═══ Te lezen tekst ═══

BTG Een preventief alcohol- en drugbeleid in de werkcontext

Een preventief alcohol- en drugbeleid in de werkcontext …

Alcohol neemt in onze cultuur een prominente plaats in. Voor velen stellen zich hierbij weinig tot geen problemen.

Voor een aanzienlijke minderheid van de bevolking vormt alcoholgebruik echter wel degelijk een ernstig probleem. Recente onderzoeksdata geven aan dat ongeveer 900.000 volwassenen in België een problematische verhouding hebben met alcohol. Een gegeven dat zich ook laat voelen in werkcontext. Men gaat er vanuit dat ongeveer 5 tot 10% van de beroepsbevolking problematisch drinkt, 15 tot 30% van de arbeidsongevallen gelinkt kan worden aan onder invloed zijn, ….

═══ Overzicht vermeldingen ═══

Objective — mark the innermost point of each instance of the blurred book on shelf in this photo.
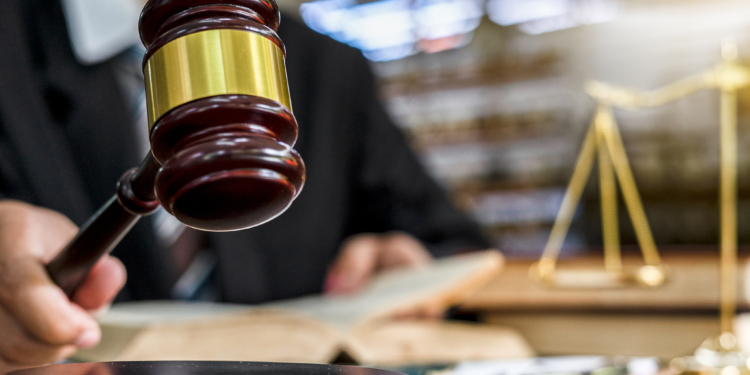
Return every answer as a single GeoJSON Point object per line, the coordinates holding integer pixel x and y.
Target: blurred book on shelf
{"type": "Point", "coordinates": [500, 120]}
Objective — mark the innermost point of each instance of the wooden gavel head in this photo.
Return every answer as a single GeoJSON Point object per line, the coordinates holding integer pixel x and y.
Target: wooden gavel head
{"type": "Point", "coordinates": [219, 112]}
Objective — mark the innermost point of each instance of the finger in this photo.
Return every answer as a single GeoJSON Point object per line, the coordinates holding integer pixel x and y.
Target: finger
{"type": "Point", "coordinates": [102, 284]}
{"type": "Point", "coordinates": [17, 347]}
{"type": "Point", "coordinates": [27, 293]}
{"type": "Point", "coordinates": [354, 266]}
{"type": "Point", "coordinates": [402, 250]}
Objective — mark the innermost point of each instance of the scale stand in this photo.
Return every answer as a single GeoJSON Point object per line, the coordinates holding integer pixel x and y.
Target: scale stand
{"type": "Point", "coordinates": [718, 355]}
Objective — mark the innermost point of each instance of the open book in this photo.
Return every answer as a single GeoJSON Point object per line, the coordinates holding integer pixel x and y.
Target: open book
{"type": "Point", "coordinates": [318, 329]}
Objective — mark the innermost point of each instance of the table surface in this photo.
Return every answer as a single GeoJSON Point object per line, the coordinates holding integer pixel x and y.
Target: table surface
{"type": "Point", "coordinates": [199, 368]}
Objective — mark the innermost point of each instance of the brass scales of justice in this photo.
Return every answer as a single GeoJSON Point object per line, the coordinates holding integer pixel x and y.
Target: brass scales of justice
{"type": "Point", "coordinates": [718, 355]}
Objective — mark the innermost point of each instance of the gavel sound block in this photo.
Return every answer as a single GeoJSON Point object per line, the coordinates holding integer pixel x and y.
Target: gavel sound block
{"type": "Point", "coordinates": [221, 128]}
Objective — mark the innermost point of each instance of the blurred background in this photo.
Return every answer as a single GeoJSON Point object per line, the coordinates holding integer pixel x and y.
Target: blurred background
{"type": "Point", "coordinates": [490, 95]}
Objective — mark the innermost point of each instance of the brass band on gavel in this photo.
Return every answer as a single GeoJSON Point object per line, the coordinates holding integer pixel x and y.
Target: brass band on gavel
{"type": "Point", "coordinates": [212, 63]}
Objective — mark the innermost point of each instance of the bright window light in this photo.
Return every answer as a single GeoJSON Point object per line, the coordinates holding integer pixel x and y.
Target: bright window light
{"type": "Point", "coordinates": [393, 29]}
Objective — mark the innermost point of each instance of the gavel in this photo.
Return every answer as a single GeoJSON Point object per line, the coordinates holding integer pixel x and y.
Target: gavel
{"type": "Point", "coordinates": [220, 125]}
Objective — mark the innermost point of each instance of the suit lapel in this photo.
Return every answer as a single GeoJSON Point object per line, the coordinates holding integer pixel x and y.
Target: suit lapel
{"type": "Point", "coordinates": [40, 144]}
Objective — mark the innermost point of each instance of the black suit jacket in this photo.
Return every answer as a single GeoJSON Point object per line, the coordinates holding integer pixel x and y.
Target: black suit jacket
{"type": "Point", "coordinates": [65, 138]}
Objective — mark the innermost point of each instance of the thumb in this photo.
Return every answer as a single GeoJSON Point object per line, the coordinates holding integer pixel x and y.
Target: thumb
{"type": "Point", "coordinates": [354, 266]}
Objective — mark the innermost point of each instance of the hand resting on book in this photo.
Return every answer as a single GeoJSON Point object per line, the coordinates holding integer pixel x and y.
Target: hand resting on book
{"type": "Point", "coordinates": [363, 255]}
{"type": "Point", "coordinates": [38, 324]}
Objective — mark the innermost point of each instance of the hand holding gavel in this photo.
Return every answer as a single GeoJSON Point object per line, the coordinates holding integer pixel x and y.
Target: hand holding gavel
{"type": "Point", "coordinates": [221, 128]}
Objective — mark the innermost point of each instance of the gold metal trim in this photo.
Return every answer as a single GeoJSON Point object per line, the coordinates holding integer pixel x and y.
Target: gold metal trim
{"type": "Point", "coordinates": [214, 62]}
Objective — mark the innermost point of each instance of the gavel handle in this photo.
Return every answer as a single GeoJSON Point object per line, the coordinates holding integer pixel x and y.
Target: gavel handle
{"type": "Point", "coordinates": [135, 197]}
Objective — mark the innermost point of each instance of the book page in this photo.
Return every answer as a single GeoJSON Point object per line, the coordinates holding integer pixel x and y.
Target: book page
{"type": "Point", "coordinates": [444, 282]}
{"type": "Point", "coordinates": [204, 331]}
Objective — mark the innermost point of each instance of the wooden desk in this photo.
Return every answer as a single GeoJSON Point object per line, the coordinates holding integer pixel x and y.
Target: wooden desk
{"type": "Point", "coordinates": [669, 321]}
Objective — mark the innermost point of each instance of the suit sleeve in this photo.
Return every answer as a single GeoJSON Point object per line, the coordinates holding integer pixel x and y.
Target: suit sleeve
{"type": "Point", "coordinates": [394, 192]}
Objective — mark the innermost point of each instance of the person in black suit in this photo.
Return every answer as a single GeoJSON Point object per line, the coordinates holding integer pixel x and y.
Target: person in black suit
{"type": "Point", "coordinates": [66, 136]}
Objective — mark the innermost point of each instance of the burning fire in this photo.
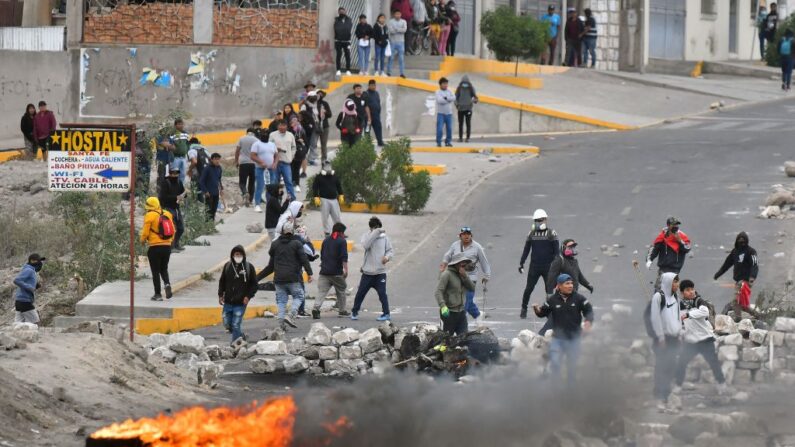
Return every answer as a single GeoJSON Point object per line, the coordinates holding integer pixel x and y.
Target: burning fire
{"type": "Point", "coordinates": [267, 425]}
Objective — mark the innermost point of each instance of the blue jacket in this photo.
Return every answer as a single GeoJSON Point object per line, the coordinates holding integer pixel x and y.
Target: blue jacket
{"type": "Point", "coordinates": [26, 284]}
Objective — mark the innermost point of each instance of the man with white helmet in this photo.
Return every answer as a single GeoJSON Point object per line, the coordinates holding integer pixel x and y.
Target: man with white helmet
{"type": "Point", "coordinates": [542, 246]}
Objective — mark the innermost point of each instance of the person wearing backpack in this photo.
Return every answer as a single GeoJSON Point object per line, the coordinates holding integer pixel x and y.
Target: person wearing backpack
{"type": "Point", "coordinates": [236, 287]}
{"type": "Point", "coordinates": [699, 337]}
{"type": "Point", "coordinates": [157, 232]}
{"type": "Point", "coordinates": [785, 51]}
{"type": "Point", "coordinates": [665, 327]}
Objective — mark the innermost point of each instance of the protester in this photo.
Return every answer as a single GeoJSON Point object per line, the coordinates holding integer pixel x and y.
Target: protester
{"type": "Point", "coordinates": [333, 270]}
{"type": "Point", "coordinates": [44, 126]}
{"type": "Point", "coordinates": [397, 40]}
{"type": "Point", "coordinates": [589, 39]}
{"type": "Point", "coordinates": [543, 242]}
{"type": "Point", "coordinates": [236, 287]}
{"type": "Point", "coordinates": [565, 309]}
{"type": "Point", "coordinates": [380, 41]}
{"type": "Point", "coordinates": [246, 169]}
{"type": "Point", "coordinates": [363, 33]}
{"type": "Point", "coordinates": [287, 259]}
{"type": "Point", "coordinates": [378, 252]}
{"type": "Point", "coordinates": [348, 123]}
{"type": "Point", "coordinates": [263, 158]}
{"type": "Point", "coordinates": [171, 193]}
{"type": "Point", "coordinates": [745, 265]}
{"type": "Point", "coordinates": [670, 248]}
{"type": "Point", "coordinates": [327, 193]}
{"type": "Point", "coordinates": [324, 110]}
{"type": "Point", "coordinates": [465, 100]}
{"type": "Point", "coordinates": [373, 100]}
{"type": "Point", "coordinates": [286, 147]}
{"type": "Point", "coordinates": [27, 282]}
{"type": "Point", "coordinates": [211, 184]}
{"type": "Point", "coordinates": [785, 51]}
{"type": "Point", "coordinates": [157, 232]}
{"type": "Point", "coordinates": [667, 327]}
{"type": "Point", "coordinates": [26, 127]}
{"type": "Point", "coordinates": [574, 29]}
{"type": "Point", "coordinates": [698, 335]}
{"type": "Point", "coordinates": [454, 284]}
{"type": "Point", "coordinates": [342, 41]}
{"type": "Point", "coordinates": [554, 27]}
{"type": "Point", "coordinates": [444, 113]}
{"type": "Point", "coordinates": [477, 260]}
{"type": "Point", "coordinates": [566, 262]}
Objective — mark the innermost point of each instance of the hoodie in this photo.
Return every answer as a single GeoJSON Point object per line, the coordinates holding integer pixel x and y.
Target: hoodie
{"type": "Point", "coordinates": [237, 280]}
{"type": "Point", "coordinates": [743, 259]}
{"type": "Point", "coordinates": [665, 318]}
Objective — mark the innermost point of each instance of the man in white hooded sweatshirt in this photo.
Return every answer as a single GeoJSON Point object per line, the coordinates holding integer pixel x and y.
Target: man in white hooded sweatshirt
{"type": "Point", "coordinates": [667, 327]}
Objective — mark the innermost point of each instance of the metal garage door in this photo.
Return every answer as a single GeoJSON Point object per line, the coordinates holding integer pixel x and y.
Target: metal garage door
{"type": "Point", "coordinates": [667, 29]}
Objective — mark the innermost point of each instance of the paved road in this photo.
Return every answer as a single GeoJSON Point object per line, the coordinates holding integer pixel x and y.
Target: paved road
{"type": "Point", "coordinates": [712, 172]}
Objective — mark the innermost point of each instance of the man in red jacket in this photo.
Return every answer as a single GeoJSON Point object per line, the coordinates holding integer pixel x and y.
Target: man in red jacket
{"type": "Point", "coordinates": [43, 126]}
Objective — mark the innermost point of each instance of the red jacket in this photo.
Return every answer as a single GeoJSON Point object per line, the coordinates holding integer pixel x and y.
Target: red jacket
{"type": "Point", "coordinates": [44, 125]}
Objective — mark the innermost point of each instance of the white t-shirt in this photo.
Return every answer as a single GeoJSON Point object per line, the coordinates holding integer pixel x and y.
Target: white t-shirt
{"type": "Point", "coordinates": [265, 151]}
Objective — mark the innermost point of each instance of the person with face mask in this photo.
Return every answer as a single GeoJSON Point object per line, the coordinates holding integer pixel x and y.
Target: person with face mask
{"type": "Point", "coordinates": [746, 268]}
{"type": "Point", "coordinates": [27, 282]}
{"type": "Point", "coordinates": [542, 246]}
{"type": "Point", "coordinates": [567, 263]}
{"type": "Point", "coordinates": [236, 288]}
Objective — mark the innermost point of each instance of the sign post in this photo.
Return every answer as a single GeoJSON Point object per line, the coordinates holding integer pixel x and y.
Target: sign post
{"type": "Point", "coordinates": [96, 158]}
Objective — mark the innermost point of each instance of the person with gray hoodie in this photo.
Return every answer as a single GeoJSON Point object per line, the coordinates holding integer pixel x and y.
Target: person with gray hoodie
{"type": "Point", "coordinates": [667, 327]}
{"type": "Point", "coordinates": [378, 252]}
{"type": "Point", "coordinates": [465, 99]}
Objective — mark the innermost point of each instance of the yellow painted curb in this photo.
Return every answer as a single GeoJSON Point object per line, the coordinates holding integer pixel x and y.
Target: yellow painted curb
{"type": "Point", "coordinates": [317, 243]}
{"type": "Point", "coordinates": [431, 169]}
{"type": "Point", "coordinates": [528, 83]}
{"type": "Point", "coordinates": [189, 318]}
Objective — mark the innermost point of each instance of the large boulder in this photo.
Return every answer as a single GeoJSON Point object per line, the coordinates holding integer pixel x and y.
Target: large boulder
{"type": "Point", "coordinates": [185, 342]}
{"type": "Point", "coordinates": [318, 335]}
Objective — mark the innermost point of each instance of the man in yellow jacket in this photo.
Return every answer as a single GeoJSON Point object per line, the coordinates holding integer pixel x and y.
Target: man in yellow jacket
{"type": "Point", "coordinates": [157, 233]}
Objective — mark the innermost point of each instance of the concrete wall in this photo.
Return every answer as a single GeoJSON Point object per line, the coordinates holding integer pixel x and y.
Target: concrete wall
{"type": "Point", "coordinates": [29, 77]}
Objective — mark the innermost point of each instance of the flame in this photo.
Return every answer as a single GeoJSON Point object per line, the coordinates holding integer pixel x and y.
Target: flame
{"type": "Point", "coordinates": [268, 425]}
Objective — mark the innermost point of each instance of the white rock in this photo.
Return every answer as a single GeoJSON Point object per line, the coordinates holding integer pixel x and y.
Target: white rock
{"type": "Point", "coordinates": [319, 334]}
{"type": "Point", "coordinates": [784, 324]}
{"type": "Point", "coordinates": [185, 342]}
{"type": "Point", "coordinates": [370, 340]}
{"type": "Point", "coordinates": [345, 336]}
{"type": "Point", "coordinates": [268, 347]}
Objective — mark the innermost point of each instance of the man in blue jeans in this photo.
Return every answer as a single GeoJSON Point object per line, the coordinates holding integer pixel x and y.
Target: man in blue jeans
{"type": "Point", "coordinates": [444, 113]}
{"type": "Point", "coordinates": [237, 286]}
{"type": "Point", "coordinates": [566, 308]}
{"type": "Point", "coordinates": [377, 252]}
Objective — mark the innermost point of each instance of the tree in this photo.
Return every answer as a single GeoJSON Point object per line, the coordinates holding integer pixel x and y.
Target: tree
{"type": "Point", "coordinates": [513, 37]}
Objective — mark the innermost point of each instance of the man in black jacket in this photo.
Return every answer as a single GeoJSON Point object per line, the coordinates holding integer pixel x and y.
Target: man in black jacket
{"type": "Point", "coordinates": [172, 191]}
{"type": "Point", "coordinates": [342, 40]}
{"type": "Point", "coordinates": [237, 286]}
{"type": "Point", "coordinates": [543, 242]}
{"type": "Point", "coordinates": [287, 258]}
{"type": "Point", "coordinates": [566, 308]}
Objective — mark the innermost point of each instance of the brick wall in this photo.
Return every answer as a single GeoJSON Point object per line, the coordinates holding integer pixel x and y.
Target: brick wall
{"type": "Point", "coordinates": [149, 23]}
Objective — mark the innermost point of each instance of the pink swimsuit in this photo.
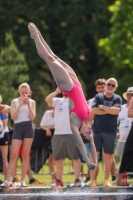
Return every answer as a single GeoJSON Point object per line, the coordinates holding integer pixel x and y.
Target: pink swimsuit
{"type": "Point", "coordinates": [80, 105]}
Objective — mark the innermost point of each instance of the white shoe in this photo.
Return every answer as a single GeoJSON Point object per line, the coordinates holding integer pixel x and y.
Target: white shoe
{"type": "Point", "coordinates": [6, 184]}
{"type": "Point", "coordinates": [23, 184]}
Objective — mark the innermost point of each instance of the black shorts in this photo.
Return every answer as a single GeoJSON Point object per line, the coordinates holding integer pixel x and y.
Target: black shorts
{"type": "Point", "coordinates": [23, 130]}
{"type": "Point", "coordinates": [5, 140]}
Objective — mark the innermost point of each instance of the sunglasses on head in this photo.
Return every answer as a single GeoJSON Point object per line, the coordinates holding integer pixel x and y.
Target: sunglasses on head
{"type": "Point", "coordinates": [109, 84]}
{"type": "Point", "coordinates": [130, 94]}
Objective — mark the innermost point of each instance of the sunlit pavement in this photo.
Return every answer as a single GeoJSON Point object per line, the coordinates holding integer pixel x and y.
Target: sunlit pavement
{"type": "Point", "coordinates": [77, 193]}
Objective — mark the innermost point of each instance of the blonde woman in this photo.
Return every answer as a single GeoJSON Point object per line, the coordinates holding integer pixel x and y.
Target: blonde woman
{"type": "Point", "coordinates": [4, 139]}
{"type": "Point", "coordinates": [23, 112]}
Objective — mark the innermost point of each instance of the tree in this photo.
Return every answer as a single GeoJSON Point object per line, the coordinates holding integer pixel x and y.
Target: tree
{"type": "Point", "coordinates": [118, 46]}
{"type": "Point", "coordinates": [13, 70]}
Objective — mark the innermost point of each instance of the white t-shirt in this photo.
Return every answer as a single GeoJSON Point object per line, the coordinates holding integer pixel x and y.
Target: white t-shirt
{"type": "Point", "coordinates": [61, 116]}
{"type": "Point", "coordinates": [23, 114]}
{"type": "Point", "coordinates": [125, 123]}
{"type": "Point", "coordinates": [47, 119]}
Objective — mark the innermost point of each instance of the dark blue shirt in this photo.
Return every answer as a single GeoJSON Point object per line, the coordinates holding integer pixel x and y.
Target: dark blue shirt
{"type": "Point", "coordinates": [106, 123]}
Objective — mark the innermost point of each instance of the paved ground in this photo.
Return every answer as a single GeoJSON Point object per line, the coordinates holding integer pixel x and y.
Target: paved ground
{"type": "Point", "coordinates": [41, 193]}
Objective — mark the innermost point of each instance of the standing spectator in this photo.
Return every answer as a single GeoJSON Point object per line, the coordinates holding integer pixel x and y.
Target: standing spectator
{"type": "Point", "coordinates": [100, 87]}
{"type": "Point", "coordinates": [105, 108]}
{"type": "Point", "coordinates": [63, 141]}
{"type": "Point", "coordinates": [127, 158]}
{"type": "Point", "coordinates": [47, 124]}
{"type": "Point", "coordinates": [23, 112]}
{"type": "Point", "coordinates": [125, 123]}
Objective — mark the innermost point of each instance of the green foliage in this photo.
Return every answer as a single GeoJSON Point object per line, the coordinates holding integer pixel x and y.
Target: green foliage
{"type": "Point", "coordinates": [118, 46]}
{"type": "Point", "coordinates": [13, 70]}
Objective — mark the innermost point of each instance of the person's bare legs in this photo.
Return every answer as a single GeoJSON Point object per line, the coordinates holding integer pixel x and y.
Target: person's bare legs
{"type": "Point", "coordinates": [4, 152]}
{"type": "Point", "coordinates": [77, 168]}
{"type": "Point", "coordinates": [61, 76]}
{"type": "Point", "coordinates": [27, 142]}
{"type": "Point", "coordinates": [93, 173]}
{"type": "Point", "coordinates": [59, 169]}
{"type": "Point", "coordinates": [75, 125]}
{"type": "Point", "coordinates": [108, 158]}
{"type": "Point", "coordinates": [51, 166]}
{"type": "Point", "coordinates": [15, 147]}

═══

• **Opdrachten**:
(1) Beantwoord de volgende vragen aan de hand van de tekst over alcoholgebruik in de werkcontext.
(a) Welke plaats neemt alcohol volgens de tekst in onze cultuur in?
(b) Hoeveel volwassenen in België hebben volgens recente onderzoeksdata een problematische verhouding met alcohol?
(c) Welk percentage van de arbeidsongevallen kan gelinkt worden aan onder invloed zijn?
(2) Zet de tekst over alcoholgebruik in de werkcontext voort na de laatste zin.

• **Verwachte antwoorden**:
(1)
(a) Een prominente plaats.
(b) Ongeveer 900.000.
(c) 15 tot 30%.

(2)
Naast het perspectief van persoonsgebonden welzijns- en gezondheidsproblemen, kennen we ook belangrijke levensdomeinen die de effecten van gebruik op zich reeds problematiseren. Verkeer, arbeid, onderwijs, sport vormen de belangrijkste…

Met oog op een betere zorg voor veiligheid, gezondheid en welzijn van werknemers en hun omgeving zag voor de private sector de CAO 100, met klemtoon op een preventief en hulpverlenend alcohol- en drugbeleid het levenslicht.

Ook in de publieke sector merken we steeds meer aandacht voor een preventief middelenbeleid op de werkvloer.

Een integraal alcohol- en drugbeleid is gebaseerd op een heldere regelgeving, vorming en voorlichting, duidelijke procedures bij acuut en chronisch misbruik en verhoogde toegankelijkheid naar interne en/of externe hulpverlening.

Zo’n beleid draagt voor alle werknemers en hun omgeving bij tot een succesvollere en vroegtijdige aanpak van probleemontwikkeling. Een beleid omvat maatregelen overheen het continuüm van preventie, over vroeginterventie tot hulpverlening.


In tegenstelling tot het louter “aanpakken van concrete voorvallen” wil een alcohol- en drugbeleid vooral preventief geïnspireerd zijn, focussen op het voorkomen van disfunctioneren , het borgen van kwaliteitsvol en veilig werk en vroegtijdig ingrijpen ingeval van verontrustende signalen.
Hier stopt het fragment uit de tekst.